■ Given instruction
From the line with "bbox: white dishwasher" up to and including the final line of the data, repeat every line, requests included, and shift each bounding-box coordinate in the answers by -73.

Records from a dataset:
((
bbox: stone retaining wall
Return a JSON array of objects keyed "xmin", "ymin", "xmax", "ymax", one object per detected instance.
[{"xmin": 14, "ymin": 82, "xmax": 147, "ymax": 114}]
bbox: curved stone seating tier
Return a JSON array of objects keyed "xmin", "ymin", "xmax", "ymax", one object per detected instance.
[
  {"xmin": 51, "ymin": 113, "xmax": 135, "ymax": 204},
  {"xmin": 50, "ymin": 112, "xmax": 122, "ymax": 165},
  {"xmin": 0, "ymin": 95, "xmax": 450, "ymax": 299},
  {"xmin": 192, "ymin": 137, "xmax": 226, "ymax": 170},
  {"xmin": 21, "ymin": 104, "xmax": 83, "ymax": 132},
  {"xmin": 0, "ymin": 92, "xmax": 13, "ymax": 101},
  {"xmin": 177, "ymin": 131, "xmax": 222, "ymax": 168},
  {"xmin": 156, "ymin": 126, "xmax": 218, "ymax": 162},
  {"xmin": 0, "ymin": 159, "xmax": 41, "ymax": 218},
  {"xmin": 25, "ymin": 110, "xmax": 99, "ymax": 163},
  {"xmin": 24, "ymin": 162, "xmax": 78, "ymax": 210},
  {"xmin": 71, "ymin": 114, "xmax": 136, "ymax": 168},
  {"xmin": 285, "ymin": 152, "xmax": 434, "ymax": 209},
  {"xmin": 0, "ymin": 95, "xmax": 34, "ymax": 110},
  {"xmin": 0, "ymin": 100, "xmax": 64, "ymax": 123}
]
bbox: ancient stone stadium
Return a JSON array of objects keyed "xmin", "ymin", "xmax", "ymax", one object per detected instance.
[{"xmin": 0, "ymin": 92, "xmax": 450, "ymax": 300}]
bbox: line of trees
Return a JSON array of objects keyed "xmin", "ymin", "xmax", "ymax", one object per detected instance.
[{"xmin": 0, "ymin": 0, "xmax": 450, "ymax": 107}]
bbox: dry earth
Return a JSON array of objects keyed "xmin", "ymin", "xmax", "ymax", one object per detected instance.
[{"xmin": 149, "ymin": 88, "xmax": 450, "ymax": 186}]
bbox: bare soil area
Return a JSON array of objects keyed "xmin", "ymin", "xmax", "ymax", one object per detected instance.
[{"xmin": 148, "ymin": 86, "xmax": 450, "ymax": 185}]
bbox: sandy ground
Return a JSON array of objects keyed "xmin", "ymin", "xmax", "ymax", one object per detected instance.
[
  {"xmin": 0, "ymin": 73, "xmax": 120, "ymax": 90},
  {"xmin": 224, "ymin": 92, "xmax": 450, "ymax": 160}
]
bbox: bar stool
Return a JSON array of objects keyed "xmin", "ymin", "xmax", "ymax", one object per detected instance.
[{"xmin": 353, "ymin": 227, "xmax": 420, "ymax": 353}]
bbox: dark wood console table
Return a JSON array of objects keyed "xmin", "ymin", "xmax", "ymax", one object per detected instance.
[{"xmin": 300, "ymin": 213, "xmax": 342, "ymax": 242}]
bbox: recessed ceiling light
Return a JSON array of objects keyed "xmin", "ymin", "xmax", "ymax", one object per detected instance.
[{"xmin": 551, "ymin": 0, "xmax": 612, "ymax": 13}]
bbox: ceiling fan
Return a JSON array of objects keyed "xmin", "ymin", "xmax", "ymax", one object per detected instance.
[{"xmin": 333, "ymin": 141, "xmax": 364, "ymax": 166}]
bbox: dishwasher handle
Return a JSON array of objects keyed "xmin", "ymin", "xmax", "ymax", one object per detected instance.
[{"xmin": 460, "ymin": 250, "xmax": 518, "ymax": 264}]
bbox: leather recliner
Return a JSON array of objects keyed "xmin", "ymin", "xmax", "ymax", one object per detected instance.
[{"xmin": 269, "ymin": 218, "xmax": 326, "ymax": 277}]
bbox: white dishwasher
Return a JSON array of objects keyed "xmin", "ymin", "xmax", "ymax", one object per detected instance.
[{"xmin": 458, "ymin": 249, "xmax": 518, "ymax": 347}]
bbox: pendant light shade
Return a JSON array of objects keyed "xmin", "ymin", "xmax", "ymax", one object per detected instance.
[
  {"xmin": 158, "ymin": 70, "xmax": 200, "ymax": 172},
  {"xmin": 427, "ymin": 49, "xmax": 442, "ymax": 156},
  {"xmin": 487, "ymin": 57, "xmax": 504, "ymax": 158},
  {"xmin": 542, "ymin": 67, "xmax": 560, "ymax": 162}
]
))
■ Result of this exercise
bbox: white dishwasher
Return a JSON array of objects keyed "xmin", "ymin", "xmax", "ymax", one object per detected instance.
[{"xmin": 385, "ymin": 176, "xmax": 445, "ymax": 274}]
bbox: pendant light shade
Return a JSON array of objects keyed "xmin", "ymin", "xmax", "ymax", one object per detected instance.
[
  {"xmin": 85, "ymin": -3, "xmax": 127, "ymax": 99},
  {"xmin": 354, "ymin": -24, "xmax": 369, "ymax": 83},
  {"xmin": 414, "ymin": -16, "xmax": 431, "ymax": 85},
  {"xmin": 469, "ymin": -6, "xmax": 487, "ymax": 89}
]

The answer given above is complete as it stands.